_What to work on_
A) Say whether each statement agrees with the wetsuit text, answering yes or no and quoting the words of the text that decide it: (i) A wetsuit's outer layer is made of Neoprene. (ii) Water trapped in a synthetic inner layer drains easily. (iii) In one aspect of the disclosure, the wetsuit has an opening on its front side.
B) Pick up the wetsuit text after its last sentence and carry it on.

_Text_
Wetsuits are typically used by swimmers, surfers, and divers when water temperature is below comfortable or safe levels. Wetsuits include an outer layer that is constructed from Neoprene, which can stretch so that the wetsuit conforms to the user's body when worn. The outer layer provides a degree of insulation and warmth to the user. Wetsuits may also include an additional inner layer constructed from a synthetic knit fabric. The synthetic knit fabric provides insulation for the wetsuit in addition to the Neoprene outer layer. The synthetic knit fabric inner layer also retains some of the water that enters the wetsuit.
Synthetic materials generally have lower heat retention characteristics than natural insulation materials. Thus, the user may feel uncomfortable or cold when wearing such wetsuits. Additionally, the synthetic inner layer is closely knit to feel smooth next to the user's skin and to trap the water that enters the wetsuit. As a result, the water trapped in the synthetic inner layer does not drain easily. Thus, drying performance of wetsuits having a synthetic inner layer may not be satisfactory.
In view of the above, there is a need for a wetsuit that can remedy one or more of the above described problems associated with current wetsuits.
Features and advantages of the present disclosure will become apparent from the following description of the preferred embodiments, taken in conjunction with the accompanying drawings, which illustrate, by way of example, the principles of the disclosure.
In accordance with one aspect of the present disclosure, a wetsuit includes an outer layer and an inner layer. The inner layer is attached to the outer layer and includes a plurality of fibers having wool and being configured in a plurality of clusters. The inner layer also includes a plurality of interconnected channels. At least a portion of each channel is defined by a space between adjacent clusters.
In accordance with another aspect of the present disclosure, a wetsuit includes an outer layer and an inner layer. The inner layer includes a first layer and a second layer. The first layer includes an outer side and an inner side. The outer side of the first layer is attached to the outer layer. The second layer is disposed on the inner side of the first layer and includes a plurality of fibers including wool and configured in a plurality of spaced apart clusters to define a plurality of interconnected channels between the plurality of clusters.
In accordance with yet another aspect of the present disclosure, a wetsuit includes an outer layer and an inner layer. The inner layer is attached to the outer layer and includes a plurality of fibers having wool and being configured in a plurality of clusters. The inner layer also includes a plurality of interconnected channels. At least a portion of each channel is defined by a space between adjacent clusters. The wetsuit also includes an opening that is disposed on a rear side of the wetsuit. The wetsuit additionally includes at least one fastener that is connected to the opening to open and close the opening.

_Entries supplied_
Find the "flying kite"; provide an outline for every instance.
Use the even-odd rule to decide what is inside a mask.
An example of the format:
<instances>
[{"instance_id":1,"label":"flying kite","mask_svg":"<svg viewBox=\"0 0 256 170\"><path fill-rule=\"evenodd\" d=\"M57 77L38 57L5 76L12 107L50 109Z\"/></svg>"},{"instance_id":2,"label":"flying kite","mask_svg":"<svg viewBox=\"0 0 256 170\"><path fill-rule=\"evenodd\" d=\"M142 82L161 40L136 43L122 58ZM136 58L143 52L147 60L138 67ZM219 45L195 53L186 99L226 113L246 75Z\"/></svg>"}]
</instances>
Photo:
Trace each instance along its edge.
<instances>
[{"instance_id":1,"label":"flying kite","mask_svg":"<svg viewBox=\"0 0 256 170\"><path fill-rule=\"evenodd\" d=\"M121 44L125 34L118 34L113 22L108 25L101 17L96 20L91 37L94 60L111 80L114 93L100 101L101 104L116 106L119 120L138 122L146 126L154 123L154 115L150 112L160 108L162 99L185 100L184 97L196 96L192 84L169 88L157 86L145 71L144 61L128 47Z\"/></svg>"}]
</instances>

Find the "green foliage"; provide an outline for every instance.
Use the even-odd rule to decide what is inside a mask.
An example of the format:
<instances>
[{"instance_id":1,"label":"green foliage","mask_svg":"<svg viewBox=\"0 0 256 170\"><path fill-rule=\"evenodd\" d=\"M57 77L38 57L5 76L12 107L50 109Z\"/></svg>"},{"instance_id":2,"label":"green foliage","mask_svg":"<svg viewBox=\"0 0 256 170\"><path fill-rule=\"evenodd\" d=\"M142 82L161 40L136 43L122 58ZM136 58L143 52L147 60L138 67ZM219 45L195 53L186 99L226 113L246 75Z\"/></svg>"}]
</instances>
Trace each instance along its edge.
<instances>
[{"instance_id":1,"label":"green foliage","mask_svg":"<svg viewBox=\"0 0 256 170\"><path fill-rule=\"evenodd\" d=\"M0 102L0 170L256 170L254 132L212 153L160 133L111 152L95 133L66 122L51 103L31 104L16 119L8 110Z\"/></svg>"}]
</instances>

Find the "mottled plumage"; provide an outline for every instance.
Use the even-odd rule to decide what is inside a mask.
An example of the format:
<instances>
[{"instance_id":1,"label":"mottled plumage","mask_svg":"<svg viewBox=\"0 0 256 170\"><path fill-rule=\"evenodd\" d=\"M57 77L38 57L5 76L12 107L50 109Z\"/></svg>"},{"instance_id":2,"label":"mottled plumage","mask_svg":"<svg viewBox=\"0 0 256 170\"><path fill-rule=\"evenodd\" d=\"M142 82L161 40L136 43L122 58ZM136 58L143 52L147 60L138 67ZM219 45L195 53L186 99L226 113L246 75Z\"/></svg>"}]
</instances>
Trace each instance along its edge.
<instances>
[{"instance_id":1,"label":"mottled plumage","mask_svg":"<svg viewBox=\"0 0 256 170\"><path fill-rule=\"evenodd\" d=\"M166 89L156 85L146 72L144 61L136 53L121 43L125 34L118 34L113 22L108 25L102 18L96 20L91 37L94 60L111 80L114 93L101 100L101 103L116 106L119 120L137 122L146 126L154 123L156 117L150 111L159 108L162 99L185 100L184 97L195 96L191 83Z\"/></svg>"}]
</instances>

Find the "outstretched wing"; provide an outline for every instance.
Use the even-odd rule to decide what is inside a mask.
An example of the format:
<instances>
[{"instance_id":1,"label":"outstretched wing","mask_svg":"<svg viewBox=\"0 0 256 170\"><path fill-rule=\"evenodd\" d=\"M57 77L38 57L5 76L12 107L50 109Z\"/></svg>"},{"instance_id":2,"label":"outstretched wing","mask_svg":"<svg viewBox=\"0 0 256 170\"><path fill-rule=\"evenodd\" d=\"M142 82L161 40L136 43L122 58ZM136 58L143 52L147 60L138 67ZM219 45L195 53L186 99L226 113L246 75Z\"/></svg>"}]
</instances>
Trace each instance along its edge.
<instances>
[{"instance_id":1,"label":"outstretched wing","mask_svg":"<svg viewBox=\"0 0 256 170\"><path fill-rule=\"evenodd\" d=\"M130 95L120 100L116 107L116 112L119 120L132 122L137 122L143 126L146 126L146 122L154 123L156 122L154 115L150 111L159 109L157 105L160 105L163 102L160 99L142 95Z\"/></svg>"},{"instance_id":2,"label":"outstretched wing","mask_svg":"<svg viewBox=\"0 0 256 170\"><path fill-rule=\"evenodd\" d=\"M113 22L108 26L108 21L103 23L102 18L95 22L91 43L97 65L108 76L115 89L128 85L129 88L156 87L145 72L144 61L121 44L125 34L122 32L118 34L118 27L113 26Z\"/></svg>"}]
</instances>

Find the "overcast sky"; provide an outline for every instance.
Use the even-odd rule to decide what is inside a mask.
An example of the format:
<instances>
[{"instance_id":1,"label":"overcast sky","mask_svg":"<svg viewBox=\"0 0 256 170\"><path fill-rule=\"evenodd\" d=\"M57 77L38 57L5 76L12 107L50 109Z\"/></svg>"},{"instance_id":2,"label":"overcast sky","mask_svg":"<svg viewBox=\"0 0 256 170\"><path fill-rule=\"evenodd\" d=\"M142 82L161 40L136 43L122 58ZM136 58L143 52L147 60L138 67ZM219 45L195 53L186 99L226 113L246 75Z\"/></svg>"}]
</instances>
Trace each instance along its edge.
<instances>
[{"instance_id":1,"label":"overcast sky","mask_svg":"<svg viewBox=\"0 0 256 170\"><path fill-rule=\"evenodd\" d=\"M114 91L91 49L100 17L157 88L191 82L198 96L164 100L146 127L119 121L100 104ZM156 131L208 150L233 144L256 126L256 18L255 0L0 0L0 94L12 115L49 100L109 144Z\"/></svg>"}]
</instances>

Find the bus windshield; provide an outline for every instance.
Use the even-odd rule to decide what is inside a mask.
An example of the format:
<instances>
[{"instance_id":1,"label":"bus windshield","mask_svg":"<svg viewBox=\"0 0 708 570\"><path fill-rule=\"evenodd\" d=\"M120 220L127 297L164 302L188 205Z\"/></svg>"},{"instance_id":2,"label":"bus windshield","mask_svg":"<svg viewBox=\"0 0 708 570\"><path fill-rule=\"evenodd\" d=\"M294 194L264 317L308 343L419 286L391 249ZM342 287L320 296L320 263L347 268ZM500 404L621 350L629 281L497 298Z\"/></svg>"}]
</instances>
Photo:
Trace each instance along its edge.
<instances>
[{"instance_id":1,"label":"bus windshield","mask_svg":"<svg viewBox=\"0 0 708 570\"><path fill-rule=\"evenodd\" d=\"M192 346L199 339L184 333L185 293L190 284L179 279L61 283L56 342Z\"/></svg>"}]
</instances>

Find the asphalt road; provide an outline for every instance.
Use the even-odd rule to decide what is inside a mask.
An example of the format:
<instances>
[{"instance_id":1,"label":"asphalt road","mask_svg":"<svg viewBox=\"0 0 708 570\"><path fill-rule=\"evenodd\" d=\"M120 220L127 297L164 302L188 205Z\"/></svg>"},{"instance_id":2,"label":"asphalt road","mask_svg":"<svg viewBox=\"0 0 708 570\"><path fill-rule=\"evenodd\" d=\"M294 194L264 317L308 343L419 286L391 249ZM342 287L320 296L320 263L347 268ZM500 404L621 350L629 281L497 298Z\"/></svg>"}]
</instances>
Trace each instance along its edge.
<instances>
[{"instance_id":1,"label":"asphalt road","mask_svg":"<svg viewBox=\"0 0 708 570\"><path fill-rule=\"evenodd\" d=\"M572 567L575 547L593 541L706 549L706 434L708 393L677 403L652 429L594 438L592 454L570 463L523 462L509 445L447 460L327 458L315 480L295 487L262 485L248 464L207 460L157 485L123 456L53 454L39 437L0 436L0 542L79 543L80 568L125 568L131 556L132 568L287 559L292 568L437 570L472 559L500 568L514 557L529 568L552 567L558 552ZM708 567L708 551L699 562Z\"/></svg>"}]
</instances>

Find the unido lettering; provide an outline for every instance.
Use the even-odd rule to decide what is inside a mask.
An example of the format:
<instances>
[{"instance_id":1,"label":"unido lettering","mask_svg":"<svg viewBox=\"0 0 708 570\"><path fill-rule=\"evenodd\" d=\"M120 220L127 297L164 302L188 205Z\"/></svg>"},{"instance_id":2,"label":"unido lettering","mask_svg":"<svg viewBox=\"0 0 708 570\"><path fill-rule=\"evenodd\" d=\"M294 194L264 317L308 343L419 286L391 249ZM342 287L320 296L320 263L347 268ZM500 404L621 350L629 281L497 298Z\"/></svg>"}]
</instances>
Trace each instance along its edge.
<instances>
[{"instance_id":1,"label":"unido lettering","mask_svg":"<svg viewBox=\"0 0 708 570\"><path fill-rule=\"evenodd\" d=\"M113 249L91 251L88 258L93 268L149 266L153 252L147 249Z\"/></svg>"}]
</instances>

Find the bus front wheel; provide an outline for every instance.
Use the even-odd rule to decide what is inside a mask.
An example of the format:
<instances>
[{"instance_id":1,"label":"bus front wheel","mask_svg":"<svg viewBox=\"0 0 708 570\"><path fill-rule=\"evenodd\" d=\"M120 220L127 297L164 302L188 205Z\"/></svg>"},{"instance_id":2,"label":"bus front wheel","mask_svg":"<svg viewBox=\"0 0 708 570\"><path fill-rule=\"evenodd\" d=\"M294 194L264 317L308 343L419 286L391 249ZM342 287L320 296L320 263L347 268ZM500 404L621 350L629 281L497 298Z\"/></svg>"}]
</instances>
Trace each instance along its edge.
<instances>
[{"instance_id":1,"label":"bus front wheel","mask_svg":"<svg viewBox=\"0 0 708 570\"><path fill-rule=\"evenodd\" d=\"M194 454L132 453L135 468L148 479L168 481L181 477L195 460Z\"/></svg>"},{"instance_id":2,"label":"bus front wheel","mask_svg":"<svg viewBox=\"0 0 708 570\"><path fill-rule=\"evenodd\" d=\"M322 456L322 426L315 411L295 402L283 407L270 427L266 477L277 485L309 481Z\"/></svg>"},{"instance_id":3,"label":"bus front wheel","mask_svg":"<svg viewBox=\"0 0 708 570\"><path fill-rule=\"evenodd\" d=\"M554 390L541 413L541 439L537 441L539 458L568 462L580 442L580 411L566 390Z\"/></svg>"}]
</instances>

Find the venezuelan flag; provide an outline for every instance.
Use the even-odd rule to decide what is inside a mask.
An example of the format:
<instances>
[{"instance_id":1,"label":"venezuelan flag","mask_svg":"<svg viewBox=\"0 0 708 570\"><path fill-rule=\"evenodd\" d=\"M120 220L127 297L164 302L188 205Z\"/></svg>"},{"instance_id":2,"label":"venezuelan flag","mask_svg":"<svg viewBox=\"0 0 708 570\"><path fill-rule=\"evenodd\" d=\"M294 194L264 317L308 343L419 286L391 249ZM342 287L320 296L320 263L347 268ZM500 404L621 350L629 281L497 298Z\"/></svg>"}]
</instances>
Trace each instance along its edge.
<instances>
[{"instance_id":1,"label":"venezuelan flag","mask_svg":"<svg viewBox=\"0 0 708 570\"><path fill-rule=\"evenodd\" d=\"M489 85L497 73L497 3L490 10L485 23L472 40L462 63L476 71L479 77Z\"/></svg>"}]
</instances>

_Expected responses_
A)
(i) Yes: "Wetsuits include an outer layer that is constructed from Neoprene"
(ii) No: "the water trapped in the synthetic inner layer does not drain easily"
(iii) No: "an opening that is disposed on a rear side of the wetsuit"

B)
FIG. 1 is a front perspective view of a wetsuit constructed in accordance with the teachings of the present disclosure.
FIG. 2 is a rear perspective view of the wetsuit of FIG. 1.
FIG. 3 is a perspective and schematic cross sectional view of a wetsuit constructed in accordance with the teachings of the present disclosure.
FIG. 4 is a schematic cross sectional view of a wetsuit constructed in accordance with the teachings of the present disclosure.
FIG. 5 is a wetsuit of FIG. 4 shown adjacent to the skin of a user.
Referring to FIGS. 1-3, a wetsuit 10 constructed in accordance with the teachings of the present disclosure is shown. The wetsuit 10 includes an outer layer 12 and an inner layer 14 (shown in FIG. 3) that is attached to the outer layer 12. The outer layer 12 is the layer of the wetsuit 10 that may be directly exposed to water when the wetsuit 10 is worn by a user (not shown). The inner layer 14 may be adjacent to or in contact with the skin 15 (shown in FIG. 5) of the user. The inner layer 14 includes a plurality of fibers 16 that are configured in clusters 18 on the inner layer 14. The plurality of fibers 16 may only include wool fibers 16. Alternatively, the plurality of fibers 16 may include a combination of wool fibers and fibers constructed from other natural or synthetic materials. The inner layer 14 also includes a plurality of interconnected channels 20. A portion of each channel 20 is defined by the space between adjacent clusters 18. Each fiber 16 of all or a substantial number of the plurality of fibers 16 is configured in a loop shape that extends outward, i.e., toward the skin 15 of the user, from the inner layer 14. The wetsuit 10 may also include one or more openings on the front or back of the wetsuit 10 at any desired orientation (e.g., vertical or diagonal) for donning and doffing the wetsuit 10. In the disclosed example, an opening 22 (shown in FIG. 2) is disposed on the back of the wetsuit 10 that extends from a first position 23 at approximately a spine region 24 below a shoulder blade region 26 to a second position 27 at approximately an upper edge 28 of a neck region 30 at an angle 32 relative to the spine region 24. The opening 22 may be opened and closed by one or more fasteners, such as a zipper. In the disclosed example, however, the opening 22 is opened and closed by a first fastener 34 and a second fastener 36.
The wetsuit 10 is shown in FIGS. 1 and 2 to be a full body wetsuit. However, the wetsuit 10 may be any type of wetsuit 10 that can be used for water activities. For example, the wetsuit 10 may be one or a combination of a vest, a trunk, or a half-body suit. In the exemplary wetsuit 10 shown in FIGS. 1 and 2 and described herein, the wetsuit 10 is a full body wetsuit that covers the body of a user from ankles and wrists to neck. When a user wears the wetsuit 10, the wetsuit 10 can be sufficiently sealed against water entering the wetsuit 10 at the ankle cuffs 40, the wrist cuffs 42 and the neck region 30, which may be referred to herein as extremities. The noted extremities can be stretchable and conform to the body parts to which they correspond to substantially prevent water from entering the wetsuit 10. However, some water may enter between the wetsuit 10 and the skin 15 of the user. The water can remain in the wetsuit 10 so as to function as an insulator. Thus, any water entering the wetsuit 10 from the neck region 34, the ankle cuffs 40 and the wrist cuffs 42 may actually retain some of the body heat emanating from the user. Water can also enter the wetsuit 10 through the opening 22 to the extent allowed by the fasteners 34 and 36. Therefore, during use of the wetsuit 10, the inner layer 14 may retain both air and water adjacent the skin 15 of the user.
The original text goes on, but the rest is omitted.